*Exercise description*
Gather every line of the data below that contains the word "pink".

### Record set

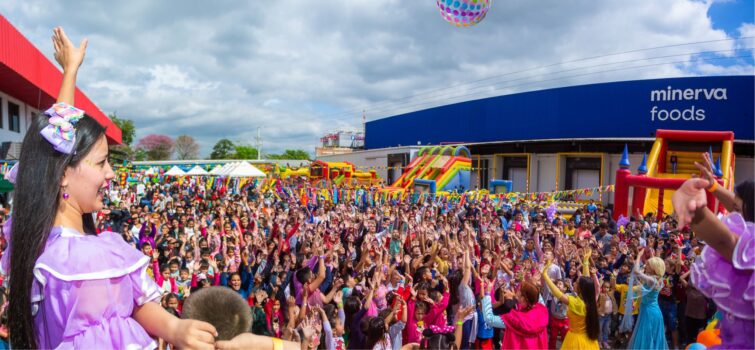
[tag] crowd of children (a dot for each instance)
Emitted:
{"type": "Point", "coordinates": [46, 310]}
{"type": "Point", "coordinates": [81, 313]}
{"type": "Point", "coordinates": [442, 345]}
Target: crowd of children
{"type": "Point", "coordinates": [269, 269]}
{"type": "Point", "coordinates": [379, 276]}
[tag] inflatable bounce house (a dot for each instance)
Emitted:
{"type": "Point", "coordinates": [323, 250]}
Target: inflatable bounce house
{"type": "Point", "coordinates": [498, 186]}
{"type": "Point", "coordinates": [669, 164]}
{"type": "Point", "coordinates": [335, 172]}
{"type": "Point", "coordinates": [436, 169]}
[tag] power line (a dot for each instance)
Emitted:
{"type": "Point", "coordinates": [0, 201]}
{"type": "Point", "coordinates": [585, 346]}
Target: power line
{"type": "Point", "coordinates": [452, 99]}
{"type": "Point", "coordinates": [445, 96]}
{"type": "Point", "coordinates": [372, 106]}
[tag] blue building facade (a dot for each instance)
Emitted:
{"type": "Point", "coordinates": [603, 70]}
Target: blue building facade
{"type": "Point", "coordinates": [629, 109]}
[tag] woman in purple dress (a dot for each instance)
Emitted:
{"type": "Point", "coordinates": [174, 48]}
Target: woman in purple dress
{"type": "Point", "coordinates": [70, 288]}
{"type": "Point", "coordinates": [724, 271]}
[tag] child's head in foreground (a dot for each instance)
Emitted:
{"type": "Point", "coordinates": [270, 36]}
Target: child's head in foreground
{"type": "Point", "coordinates": [221, 307]}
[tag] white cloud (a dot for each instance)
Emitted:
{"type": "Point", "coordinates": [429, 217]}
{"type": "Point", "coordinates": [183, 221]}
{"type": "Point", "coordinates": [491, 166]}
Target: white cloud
{"type": "Point", "coordinates": [298, 69]}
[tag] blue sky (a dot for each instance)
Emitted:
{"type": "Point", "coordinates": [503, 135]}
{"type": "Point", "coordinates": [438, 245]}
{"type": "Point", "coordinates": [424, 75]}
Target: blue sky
{"type": "Point", "coordinates": [299, 69]}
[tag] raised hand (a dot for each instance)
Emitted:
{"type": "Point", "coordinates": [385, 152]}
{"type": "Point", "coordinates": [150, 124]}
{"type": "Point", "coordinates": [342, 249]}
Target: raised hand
{"type": "Point", "coordinates": [462, 313]}
{"type": "Point", "coordinates": [689, 198]}
{"type": "Point", "coordinates": [67, 55]}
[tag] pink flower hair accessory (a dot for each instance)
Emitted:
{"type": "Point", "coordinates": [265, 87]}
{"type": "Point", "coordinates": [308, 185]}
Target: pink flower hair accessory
{"type": "Point", "coordinates": [442, 329]}
{"type": "Point", "coordinates": [60, 131]}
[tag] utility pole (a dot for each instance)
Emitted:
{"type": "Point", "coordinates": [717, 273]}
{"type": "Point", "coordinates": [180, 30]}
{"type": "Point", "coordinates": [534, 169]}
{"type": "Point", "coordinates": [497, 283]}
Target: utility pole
{"type": "Point", "coordinates": [259, 144]}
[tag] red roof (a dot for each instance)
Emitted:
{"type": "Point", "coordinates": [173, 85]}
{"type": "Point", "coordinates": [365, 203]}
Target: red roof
{"type": "Point", "coordinates": [26, 74]}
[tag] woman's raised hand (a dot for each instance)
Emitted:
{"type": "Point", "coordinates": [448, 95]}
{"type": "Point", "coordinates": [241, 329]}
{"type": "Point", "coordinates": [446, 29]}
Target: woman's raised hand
{"type": "Point", "coordinates": [67, 55]}
{"type": "Point", "coordinates": [689, 198]}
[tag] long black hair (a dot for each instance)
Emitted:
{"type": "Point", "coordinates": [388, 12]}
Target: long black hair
{"type": "Point", "coordinates": [587, 293]}
{"type": "Point", "coordinates": [37, 196]}
{"type": "Point", "coordinates": [745, 191]}
{"type": "Point", "coordinates": [375, 332]}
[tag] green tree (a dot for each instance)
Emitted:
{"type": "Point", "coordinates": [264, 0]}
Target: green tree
{"type": "Point", "coordinates": [186, 147]}
{"type": "Point", "coordinates": [158, 147]}
{"type": "Point", "coordinates": [119, 153]}
{"type": "Point", "coordinates": [128, 130]}
{"type": "Point", "coordinates": [291, 154]}
{"type": "Point", "coordinates": [245, 152]}
{"type": "Point", "coordinates": [222, 149]}
{"type": "Point", "coordinates": [140, 155]}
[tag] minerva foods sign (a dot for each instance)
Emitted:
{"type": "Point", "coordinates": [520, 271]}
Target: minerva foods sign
{"type": "Point", "coordinates": [662, 112]}
{"type": "Point", "coordinates": [624, 109]}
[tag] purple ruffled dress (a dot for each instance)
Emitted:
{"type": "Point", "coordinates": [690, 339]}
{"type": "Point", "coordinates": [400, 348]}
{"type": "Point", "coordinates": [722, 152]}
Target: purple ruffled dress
{"type": "Point", "coordinates": [731, 285]}
{"type": "Point", "coordinates": [85, 290]}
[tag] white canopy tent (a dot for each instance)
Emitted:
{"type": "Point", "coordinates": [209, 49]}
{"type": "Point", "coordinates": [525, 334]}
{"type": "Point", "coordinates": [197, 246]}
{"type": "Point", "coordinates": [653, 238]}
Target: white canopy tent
{"type": "Point", "coordinates": [197, 171]}
{"type": "Point", "coordinates": [175, 171]}
{"type": "Point", "coordinates": [244, 169]}
{"type": "Point", "coordinates": [216, 169]}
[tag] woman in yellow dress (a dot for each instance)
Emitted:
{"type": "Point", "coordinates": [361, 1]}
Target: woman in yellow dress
{"type": "Point", "coordinates": [584, 326]}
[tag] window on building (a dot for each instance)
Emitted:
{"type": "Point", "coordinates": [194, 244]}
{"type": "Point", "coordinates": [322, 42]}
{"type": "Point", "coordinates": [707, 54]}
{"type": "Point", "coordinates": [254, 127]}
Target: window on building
{"type": "Point", "coordinates": [14, 117]}
{"type": "Point", "coordinates": [480, 167]}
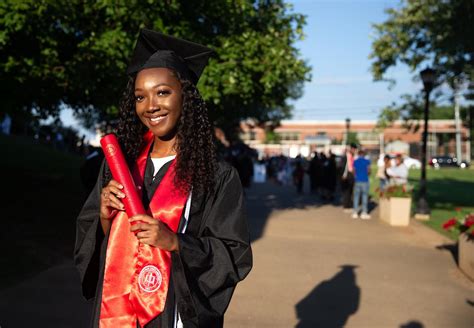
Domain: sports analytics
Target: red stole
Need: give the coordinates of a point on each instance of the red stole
(136, 276)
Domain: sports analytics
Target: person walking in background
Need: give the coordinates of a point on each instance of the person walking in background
(313, 171)
(399, 172)
(382, 167)
(347, 183)
(361, 188)
(298, 177)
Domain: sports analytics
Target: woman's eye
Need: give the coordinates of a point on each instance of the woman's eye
(163, 92)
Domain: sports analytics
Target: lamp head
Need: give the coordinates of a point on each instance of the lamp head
(428, 76)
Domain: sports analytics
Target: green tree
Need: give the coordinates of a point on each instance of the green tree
(74, 53)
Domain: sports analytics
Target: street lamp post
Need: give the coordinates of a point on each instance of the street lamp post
(348, 126)
(428, 76)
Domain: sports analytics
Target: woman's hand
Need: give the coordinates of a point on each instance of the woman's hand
(153, 232)
(110, 201)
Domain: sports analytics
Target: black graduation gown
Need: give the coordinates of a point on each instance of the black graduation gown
(214, 252)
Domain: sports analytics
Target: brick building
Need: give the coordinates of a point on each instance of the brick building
(304, 137)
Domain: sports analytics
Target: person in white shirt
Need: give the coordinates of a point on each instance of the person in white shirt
(399, 172)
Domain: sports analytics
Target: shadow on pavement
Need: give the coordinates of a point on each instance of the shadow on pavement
(264, 198)
(331, 302)
(412, 324)
(51, 299)
(452, 248)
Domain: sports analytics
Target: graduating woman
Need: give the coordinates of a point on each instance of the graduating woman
(178, 264)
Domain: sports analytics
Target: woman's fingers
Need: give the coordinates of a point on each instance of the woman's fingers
(116, 191)
(139, 227)
(143, 234)
(143, 218)
(114, 183)
(114, 202)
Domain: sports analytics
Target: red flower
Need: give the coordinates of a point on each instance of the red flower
(450, 223)
(469, 221)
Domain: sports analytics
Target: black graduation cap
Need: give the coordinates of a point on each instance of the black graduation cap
(155, 49)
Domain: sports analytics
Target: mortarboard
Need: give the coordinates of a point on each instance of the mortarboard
(155, 49)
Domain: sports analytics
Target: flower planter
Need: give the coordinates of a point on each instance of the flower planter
(466, 255)
(395, 210)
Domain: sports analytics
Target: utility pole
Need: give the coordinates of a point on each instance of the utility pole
(457, 119)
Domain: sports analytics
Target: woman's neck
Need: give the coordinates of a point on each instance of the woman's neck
(163, 148)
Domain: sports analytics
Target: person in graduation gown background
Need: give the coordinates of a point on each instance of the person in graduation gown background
(210, 251)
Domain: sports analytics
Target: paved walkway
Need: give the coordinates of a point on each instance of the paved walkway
(313, 267)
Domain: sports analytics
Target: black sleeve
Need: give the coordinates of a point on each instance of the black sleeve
(89, 236)
(211, 264)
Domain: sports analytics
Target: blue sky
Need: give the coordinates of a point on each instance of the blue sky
(337, 45)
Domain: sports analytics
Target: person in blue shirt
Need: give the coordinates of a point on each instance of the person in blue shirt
(361, 187)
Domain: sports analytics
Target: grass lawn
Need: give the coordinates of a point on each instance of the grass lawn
(41, 197)
(447, 189)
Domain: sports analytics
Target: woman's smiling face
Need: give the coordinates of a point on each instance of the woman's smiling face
(158, 101)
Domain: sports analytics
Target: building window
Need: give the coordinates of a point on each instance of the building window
(288, 136)
(247, 136)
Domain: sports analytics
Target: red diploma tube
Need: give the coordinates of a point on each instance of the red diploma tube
(120, 171)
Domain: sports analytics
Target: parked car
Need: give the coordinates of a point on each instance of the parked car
(447, 161)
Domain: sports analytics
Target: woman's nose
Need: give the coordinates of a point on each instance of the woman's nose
(153, 103)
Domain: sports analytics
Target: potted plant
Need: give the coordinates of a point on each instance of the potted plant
(395, 204)
(463, 223)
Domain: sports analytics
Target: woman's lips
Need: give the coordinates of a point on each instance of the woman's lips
(157, 120)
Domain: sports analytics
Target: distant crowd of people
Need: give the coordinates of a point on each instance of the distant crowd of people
(329, 175)
(356, 179)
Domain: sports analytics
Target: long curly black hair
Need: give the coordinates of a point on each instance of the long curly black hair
(196, 153)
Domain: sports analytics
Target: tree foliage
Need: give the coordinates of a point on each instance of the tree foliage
(427, 32)
(74, 53)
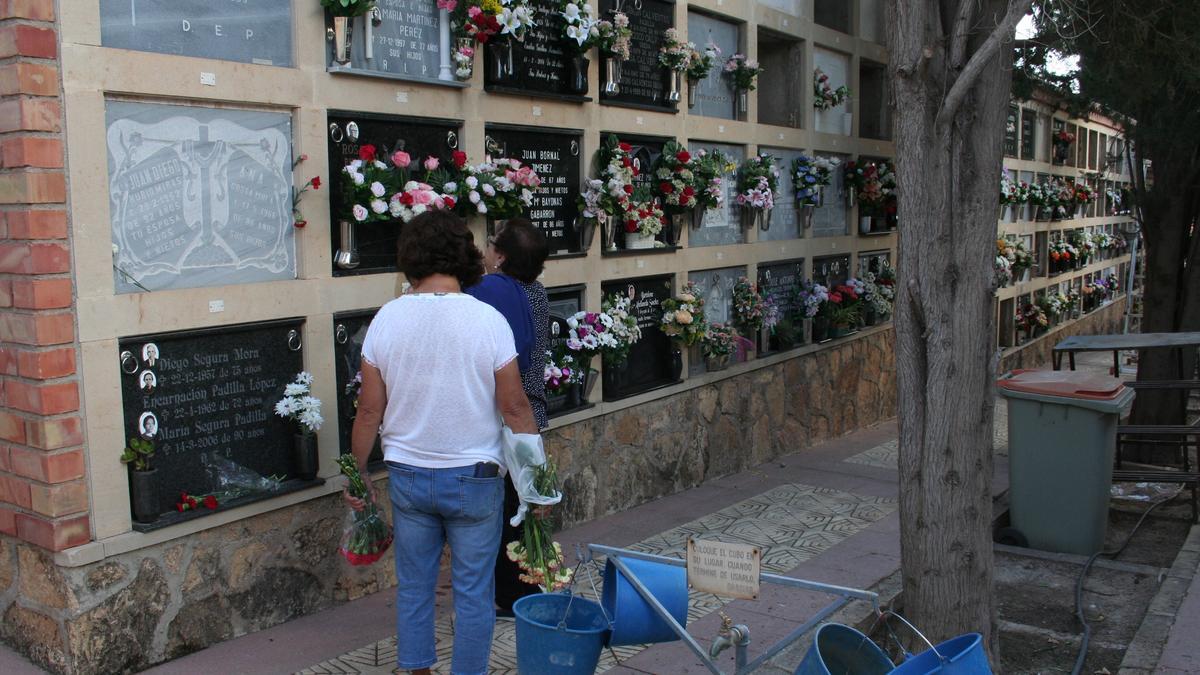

######

*Worked answer*
[tag] pink flower hair accessory (a dot for each instance)
Target: pink flower hair accessory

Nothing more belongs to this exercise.